ARBEITSAUFTRAG: Greife den Text über den Absturz der Pendelbahnkabine auf und führe ihn im Anschluss an seinen letzten Satz weiter.

TEXTAUSZUG:
++++++++++++++++++++

Gemäss Medienberichten, fuhr Kabine von Alpino Richtung Bergstation und befand sich im Bereich der Einfahrtzone mit reduzierter Geschwindigkeit bergwärts zur Einfahrt in die Bergstation. Die Kabine 4 befand sich gleichzeitig wie für eine Pendelbahn üblich bei der Einfahrt in die Mittelstation Alpino. Gemäss Augenzeugenberichten, riss das Zugseil wobei nicht klar ist, ob das Seil selbst gerissen ist oder der Klemmkopf der Befestigung des Zugseiles abgerissen ist.
Das Fahrzeug rollte sofort rückwärts Richtung Tal und beschleunigte. Die Stütze 3 welche sich 123 Höhenmeter und 507m Streckenlänge unterhalb der Bergstation befindet, hebelte die Kabine vom Tragseil und diese Stürzte rund 100m einen Abhang hinunter und blieb an einem Baum hängen. Die Passagiere wurden teilweise aus der Kabine geschleudert und im Umkreis von ca 30m um die Kabine verstreut. Das Gegenseil wurde von der Kabine mitgenommen und bleib auf dem Seilfänger der Stütze 3 hängen.
Gemäss diesen Erkenntnissen gab es zwei Ereignisse, welche zu dieser Katastrophe führten.
Ereignis 1: Zugseilriss/Defekt Klemmkopf
Ereignis 2: Nicht funktionierende Fangbremse
Beide zusammen führten zur Katastrophe. Das Ereignis 1 mit dem Zugseilriss ist an sich schon ein Ding der Unmöglichkeit, da ich aber kein Materialspezialist bin lasse ich das mal Außen vor.
Viel mehr interessiert mich die Disfunktion der Fangbremse.

++++++++++++++++++++

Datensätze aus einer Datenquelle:
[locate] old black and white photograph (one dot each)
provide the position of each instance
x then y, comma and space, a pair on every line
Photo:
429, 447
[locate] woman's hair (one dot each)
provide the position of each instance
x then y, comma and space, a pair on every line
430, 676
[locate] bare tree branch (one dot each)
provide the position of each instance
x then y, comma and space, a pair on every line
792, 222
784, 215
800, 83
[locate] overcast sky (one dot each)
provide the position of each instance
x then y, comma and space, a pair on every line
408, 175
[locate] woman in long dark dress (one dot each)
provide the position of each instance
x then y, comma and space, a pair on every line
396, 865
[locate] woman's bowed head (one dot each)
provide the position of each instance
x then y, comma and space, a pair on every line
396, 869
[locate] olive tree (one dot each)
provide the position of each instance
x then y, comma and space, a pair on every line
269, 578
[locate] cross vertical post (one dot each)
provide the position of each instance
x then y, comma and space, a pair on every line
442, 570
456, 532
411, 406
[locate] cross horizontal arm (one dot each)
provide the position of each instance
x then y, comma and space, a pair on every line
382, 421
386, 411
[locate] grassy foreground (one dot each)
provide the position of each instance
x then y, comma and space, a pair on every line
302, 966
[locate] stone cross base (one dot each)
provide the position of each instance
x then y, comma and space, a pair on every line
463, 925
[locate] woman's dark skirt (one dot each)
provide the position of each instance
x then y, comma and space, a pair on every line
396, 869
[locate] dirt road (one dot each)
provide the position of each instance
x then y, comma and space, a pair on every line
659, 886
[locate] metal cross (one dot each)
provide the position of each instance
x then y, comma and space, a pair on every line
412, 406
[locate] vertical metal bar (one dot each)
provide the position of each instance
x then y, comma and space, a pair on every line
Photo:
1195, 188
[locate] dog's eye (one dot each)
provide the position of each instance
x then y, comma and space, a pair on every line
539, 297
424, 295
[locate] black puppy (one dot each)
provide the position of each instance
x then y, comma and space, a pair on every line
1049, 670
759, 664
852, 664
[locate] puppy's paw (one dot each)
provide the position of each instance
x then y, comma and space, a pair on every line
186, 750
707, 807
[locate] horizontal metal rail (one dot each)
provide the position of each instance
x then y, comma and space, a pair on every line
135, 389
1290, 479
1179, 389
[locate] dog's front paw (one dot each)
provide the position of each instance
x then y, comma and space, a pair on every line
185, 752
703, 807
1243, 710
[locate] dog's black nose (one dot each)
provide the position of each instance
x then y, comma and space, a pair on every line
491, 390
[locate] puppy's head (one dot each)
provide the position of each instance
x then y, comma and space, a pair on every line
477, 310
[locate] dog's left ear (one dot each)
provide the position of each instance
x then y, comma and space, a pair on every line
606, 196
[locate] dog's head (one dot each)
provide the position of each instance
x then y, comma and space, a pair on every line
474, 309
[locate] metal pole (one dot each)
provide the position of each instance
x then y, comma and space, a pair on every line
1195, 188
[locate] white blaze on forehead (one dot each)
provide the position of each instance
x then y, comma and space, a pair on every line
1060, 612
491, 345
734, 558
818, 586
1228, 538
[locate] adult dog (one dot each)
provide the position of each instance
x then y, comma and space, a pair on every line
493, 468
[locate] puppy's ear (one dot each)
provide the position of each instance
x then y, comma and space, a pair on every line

++++++++++++++++++++

ERGEBNIS DER ÜBUNG:
Das Laufwerk ist mit zwei Fangbremsen ausgestattet. Die Bremszangen der Fangbremse wirken auf das Tragseil und klemmen das Laufwerk bei einem Schlaffseil an das Tragseil. Die Bremszangen werden mit Tellerfedern geschlossen. Die Federpakete sind mit Hydraulikzylindern offen gehalten.
Die Fangbremshydraulik ist geregelt. Es befindet sich am Laufwerk eine hydraulische Pumpe welche über eine Rolle des Laufwerks angetrieben wird und je nach Fahrrichtung eine oder beide Fangbremsen auslöst. Die Auslösung kann einerseits über eine Handauslösung aus der Kabine und andererseits über Schlaffseil der Zugseilbefestigung ausgelöst werden. Die Betätigung wird über zwei Hydraulikventile direkt im Klemmkopf sichergestellt. Die Handauslösung wirkt über einen Seilzug auf die Hydraulik.
Das Laufwerk wurde 2002 durch Poma Italia (Ex. Agudio) geliefert und eingebaut.
Bilder:
Schlaffseilauslösung hydraulisch:
Hydraulikpumpe zum Abstufen der Fangbremse:
Der ganze Aufbau der Fangbremse und deren Hydraulik ist relativ komplex gelöst.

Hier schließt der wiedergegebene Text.